-------- SOURCE INFORMATION

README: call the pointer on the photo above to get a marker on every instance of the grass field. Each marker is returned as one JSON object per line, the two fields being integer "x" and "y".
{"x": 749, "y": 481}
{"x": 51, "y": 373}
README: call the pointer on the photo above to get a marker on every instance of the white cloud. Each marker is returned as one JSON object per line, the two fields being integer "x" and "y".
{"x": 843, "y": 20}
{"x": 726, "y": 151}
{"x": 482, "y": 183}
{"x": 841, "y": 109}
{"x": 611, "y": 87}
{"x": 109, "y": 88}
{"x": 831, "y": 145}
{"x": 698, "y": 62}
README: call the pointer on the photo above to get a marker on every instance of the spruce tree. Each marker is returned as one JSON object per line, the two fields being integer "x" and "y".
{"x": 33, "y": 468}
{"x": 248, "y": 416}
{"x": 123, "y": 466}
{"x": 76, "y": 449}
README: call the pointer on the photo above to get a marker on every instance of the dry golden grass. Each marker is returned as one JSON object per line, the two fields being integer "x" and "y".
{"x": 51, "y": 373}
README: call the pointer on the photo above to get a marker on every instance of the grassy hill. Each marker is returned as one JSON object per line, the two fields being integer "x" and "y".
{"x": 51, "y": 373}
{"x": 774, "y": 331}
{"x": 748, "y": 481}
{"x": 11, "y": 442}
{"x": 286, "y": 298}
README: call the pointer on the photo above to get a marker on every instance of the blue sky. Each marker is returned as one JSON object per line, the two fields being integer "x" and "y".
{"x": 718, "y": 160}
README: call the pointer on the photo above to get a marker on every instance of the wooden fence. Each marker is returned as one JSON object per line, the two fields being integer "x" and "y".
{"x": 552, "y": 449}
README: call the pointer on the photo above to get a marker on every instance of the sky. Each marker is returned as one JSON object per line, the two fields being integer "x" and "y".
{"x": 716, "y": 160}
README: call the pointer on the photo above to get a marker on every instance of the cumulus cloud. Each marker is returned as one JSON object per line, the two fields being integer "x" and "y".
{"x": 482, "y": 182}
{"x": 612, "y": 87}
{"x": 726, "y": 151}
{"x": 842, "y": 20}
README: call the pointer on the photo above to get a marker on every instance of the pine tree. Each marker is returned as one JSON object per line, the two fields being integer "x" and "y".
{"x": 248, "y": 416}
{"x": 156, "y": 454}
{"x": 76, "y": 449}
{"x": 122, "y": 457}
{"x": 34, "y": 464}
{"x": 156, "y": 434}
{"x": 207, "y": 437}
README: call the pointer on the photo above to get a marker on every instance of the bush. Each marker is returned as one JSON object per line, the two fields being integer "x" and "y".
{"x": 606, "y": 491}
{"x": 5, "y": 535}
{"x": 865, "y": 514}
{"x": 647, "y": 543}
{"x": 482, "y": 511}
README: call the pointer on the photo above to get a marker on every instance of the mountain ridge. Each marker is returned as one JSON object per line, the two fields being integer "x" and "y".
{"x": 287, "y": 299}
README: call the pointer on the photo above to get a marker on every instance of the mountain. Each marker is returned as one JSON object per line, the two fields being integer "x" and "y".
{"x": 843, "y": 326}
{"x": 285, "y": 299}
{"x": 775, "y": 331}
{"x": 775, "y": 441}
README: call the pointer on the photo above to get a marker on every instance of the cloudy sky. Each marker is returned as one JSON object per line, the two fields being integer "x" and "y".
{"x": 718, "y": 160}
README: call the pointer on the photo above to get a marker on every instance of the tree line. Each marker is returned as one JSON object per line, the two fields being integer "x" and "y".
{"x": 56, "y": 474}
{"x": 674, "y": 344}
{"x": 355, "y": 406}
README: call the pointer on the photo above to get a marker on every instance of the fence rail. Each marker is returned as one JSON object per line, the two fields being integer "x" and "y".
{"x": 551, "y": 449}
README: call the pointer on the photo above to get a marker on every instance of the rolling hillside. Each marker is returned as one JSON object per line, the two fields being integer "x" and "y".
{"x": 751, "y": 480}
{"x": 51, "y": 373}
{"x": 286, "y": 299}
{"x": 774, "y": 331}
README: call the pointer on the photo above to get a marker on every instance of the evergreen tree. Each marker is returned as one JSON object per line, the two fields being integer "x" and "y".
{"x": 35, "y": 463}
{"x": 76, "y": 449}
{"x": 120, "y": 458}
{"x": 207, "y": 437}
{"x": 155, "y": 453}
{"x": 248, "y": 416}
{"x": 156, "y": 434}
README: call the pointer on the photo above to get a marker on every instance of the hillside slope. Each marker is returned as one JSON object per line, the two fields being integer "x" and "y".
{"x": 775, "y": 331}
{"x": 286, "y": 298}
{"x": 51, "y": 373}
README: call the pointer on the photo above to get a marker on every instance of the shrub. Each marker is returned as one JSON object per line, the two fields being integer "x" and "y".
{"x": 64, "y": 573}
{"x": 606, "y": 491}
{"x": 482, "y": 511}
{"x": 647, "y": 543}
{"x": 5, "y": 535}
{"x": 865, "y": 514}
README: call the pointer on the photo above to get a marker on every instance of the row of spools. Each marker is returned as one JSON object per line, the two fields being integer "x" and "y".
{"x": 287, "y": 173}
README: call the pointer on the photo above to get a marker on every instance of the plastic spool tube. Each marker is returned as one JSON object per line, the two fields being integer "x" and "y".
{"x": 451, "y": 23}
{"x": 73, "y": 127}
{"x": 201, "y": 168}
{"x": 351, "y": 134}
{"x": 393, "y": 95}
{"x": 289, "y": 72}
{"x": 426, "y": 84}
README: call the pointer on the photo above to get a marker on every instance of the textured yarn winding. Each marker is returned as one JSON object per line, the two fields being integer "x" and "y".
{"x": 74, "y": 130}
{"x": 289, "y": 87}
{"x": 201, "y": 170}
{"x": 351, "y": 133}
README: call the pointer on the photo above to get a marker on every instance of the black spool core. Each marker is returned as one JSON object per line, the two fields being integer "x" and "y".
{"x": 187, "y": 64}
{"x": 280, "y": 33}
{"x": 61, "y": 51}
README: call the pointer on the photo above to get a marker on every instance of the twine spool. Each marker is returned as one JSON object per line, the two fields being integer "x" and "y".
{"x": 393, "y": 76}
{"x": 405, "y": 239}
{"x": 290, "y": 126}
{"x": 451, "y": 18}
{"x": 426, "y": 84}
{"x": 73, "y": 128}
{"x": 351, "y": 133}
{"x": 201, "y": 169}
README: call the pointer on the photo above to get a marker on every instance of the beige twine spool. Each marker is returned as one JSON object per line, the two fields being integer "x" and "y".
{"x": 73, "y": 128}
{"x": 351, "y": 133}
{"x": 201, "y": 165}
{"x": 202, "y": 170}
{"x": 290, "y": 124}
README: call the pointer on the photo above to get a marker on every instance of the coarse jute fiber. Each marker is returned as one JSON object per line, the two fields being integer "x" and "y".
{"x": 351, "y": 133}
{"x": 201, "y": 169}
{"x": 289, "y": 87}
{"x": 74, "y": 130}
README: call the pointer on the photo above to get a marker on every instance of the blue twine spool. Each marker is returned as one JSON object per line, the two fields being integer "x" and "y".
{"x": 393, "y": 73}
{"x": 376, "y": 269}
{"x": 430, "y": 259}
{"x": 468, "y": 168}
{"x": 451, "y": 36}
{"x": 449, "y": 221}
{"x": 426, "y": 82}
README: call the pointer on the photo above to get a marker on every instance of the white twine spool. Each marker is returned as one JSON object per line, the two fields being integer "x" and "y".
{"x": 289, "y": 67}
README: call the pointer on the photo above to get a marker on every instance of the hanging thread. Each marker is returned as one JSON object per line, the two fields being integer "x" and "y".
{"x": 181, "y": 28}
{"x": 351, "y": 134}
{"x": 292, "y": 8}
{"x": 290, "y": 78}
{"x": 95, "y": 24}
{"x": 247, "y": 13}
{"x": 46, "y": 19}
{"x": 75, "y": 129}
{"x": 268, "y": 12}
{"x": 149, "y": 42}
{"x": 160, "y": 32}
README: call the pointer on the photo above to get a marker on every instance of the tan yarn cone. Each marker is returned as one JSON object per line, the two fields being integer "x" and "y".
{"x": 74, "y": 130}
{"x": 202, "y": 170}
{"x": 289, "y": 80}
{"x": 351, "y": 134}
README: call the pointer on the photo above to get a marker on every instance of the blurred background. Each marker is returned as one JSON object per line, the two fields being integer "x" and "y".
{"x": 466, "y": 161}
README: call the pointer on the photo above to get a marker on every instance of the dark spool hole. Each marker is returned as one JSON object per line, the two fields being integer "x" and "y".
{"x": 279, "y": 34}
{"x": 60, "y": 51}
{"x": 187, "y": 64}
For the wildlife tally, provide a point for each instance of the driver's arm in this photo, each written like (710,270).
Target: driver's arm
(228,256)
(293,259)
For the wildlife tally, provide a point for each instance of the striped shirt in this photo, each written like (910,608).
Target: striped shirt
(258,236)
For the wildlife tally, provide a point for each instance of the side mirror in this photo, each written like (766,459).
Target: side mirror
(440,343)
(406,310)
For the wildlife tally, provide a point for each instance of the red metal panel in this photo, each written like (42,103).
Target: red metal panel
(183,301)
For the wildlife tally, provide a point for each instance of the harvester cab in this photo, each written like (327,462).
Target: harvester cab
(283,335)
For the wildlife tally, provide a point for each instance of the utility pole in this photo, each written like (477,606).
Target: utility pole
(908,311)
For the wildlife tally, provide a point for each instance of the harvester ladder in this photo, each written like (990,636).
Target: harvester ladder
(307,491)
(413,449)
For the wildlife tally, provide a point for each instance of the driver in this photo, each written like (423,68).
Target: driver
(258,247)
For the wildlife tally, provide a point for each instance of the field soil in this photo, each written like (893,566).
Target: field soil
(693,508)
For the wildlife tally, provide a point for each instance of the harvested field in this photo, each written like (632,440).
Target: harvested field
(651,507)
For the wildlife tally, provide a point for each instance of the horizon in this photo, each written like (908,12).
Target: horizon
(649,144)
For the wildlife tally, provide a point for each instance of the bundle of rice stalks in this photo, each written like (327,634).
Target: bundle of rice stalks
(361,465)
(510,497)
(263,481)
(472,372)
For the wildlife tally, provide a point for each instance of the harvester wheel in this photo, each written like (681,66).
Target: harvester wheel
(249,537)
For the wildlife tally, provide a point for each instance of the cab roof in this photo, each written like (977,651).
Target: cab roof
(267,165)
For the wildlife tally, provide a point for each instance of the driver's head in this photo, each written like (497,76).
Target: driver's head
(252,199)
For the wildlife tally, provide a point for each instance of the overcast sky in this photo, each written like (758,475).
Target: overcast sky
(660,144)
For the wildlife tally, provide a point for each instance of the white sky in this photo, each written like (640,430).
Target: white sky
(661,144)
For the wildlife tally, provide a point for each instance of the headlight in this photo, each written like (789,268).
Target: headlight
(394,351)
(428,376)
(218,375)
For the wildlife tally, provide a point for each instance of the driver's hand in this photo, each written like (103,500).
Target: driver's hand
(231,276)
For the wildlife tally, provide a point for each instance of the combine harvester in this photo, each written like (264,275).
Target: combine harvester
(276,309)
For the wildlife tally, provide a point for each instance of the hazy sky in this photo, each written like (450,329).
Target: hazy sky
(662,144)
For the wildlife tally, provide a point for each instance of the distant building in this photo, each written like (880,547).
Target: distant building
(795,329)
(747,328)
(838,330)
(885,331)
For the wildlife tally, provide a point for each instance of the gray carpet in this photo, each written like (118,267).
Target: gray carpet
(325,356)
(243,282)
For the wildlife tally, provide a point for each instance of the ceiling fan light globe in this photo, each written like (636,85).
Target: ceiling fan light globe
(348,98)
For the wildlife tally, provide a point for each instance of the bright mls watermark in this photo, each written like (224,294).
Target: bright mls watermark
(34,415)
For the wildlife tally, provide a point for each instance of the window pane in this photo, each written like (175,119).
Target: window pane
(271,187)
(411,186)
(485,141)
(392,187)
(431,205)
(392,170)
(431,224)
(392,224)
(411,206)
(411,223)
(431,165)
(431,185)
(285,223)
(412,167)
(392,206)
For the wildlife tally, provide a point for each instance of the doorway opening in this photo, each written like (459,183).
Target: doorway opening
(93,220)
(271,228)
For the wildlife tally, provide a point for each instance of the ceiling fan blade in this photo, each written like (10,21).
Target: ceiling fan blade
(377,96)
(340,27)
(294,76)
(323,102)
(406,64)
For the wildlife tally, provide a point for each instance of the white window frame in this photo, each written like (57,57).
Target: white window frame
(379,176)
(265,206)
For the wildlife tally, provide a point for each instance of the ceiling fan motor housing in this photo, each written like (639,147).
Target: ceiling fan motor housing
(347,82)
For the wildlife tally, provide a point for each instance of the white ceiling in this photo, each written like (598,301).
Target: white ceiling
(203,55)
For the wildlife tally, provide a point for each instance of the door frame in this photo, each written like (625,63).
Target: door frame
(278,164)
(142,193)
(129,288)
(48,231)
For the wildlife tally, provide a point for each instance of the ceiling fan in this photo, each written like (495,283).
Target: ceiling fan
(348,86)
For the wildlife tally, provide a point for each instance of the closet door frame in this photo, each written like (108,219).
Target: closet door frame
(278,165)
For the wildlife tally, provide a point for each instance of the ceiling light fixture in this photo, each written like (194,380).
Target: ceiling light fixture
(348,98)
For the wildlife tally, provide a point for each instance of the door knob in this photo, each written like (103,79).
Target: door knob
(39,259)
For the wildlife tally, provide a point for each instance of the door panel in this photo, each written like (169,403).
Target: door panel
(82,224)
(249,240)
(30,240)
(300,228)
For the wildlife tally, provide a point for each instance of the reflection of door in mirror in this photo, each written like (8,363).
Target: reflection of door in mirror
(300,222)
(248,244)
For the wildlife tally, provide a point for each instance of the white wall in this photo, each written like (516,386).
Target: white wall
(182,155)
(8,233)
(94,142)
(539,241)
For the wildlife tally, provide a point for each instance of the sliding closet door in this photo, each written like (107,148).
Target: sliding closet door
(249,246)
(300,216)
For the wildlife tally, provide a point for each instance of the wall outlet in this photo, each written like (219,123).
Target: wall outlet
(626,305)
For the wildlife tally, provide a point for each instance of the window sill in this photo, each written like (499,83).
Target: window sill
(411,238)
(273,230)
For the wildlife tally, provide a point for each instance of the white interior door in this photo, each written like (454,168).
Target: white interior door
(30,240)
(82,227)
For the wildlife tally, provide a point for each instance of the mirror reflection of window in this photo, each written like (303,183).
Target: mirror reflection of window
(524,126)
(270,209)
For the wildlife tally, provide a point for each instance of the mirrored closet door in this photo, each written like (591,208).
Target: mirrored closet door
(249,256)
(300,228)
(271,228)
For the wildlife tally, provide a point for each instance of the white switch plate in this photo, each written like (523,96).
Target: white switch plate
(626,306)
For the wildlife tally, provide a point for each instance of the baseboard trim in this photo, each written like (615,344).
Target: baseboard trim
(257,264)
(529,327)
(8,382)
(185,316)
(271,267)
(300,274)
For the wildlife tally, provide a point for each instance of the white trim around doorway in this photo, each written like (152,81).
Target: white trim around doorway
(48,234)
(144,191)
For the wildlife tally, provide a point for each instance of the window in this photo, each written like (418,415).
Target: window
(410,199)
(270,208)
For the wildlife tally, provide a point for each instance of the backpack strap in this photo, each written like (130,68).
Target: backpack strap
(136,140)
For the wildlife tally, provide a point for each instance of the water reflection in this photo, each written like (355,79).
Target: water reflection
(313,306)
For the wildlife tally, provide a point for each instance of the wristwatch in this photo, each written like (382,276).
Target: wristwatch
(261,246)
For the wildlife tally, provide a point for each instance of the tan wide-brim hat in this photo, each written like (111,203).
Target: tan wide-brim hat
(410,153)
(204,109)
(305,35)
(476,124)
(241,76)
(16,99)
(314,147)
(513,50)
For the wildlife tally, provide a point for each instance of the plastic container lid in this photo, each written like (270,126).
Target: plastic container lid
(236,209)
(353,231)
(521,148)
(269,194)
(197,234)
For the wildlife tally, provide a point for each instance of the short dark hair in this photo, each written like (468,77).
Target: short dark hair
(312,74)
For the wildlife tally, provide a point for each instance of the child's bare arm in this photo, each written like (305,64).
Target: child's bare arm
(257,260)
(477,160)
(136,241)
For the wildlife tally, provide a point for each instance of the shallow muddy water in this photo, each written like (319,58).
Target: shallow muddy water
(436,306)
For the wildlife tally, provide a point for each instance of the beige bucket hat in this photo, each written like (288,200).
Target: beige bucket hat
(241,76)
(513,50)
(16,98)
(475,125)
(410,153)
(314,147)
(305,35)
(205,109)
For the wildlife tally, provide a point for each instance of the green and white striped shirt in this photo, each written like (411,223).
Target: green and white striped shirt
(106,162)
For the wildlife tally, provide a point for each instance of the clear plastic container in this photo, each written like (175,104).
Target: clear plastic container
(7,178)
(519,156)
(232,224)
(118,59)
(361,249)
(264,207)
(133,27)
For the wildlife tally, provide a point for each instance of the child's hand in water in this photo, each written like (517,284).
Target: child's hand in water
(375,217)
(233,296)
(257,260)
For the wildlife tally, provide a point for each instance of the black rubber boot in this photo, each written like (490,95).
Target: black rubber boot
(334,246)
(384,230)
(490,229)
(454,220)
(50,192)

----------------

TASK TO CARRY OUT: Could you restate word for word the lines above from the one containing "Target: plastic container lid" through the one containing "written like (175,104).", both included, and nothing else?

EXERCISE SOLUTION:
Target: plastic container lid
(236,209)
(353,231)
(521,148)
(269,194)
(197,234)
For the wildlife tally, provide a point for each instance of the short dark hair in this photo, each written like (468,77).
Target: short dark hair
(312,74)
For the wildlife tally, provide a point for each instance of the child's bare arm in this photo, each written like (305,64).
Target: child's bare arm
(257,260)
(477,160)
(136,241)
For the wildlife tally, provide a point for each instance of the shallow muddy water in this photo, each written like (319,58).
Target: shallow muddy water
(436,306)
For the wildlife tally, provide a point for each instance of the beige bucket hat in this photo, each written like (288,200).
Target: beige bucket hat
(241,76)
(513,50)
(16,98)
(475,125)
(410,153)
(314,147)
(305,35)
(205,109)
For the wildlife tally, provide a point for each instance of the green and white striped shirt in this photo, each written like (411,223).
Target: green and white striped shirt
(106,162)
For the wildlife tally, provide a point for each instance of the clear plastic container in this photo, each written like (175,104).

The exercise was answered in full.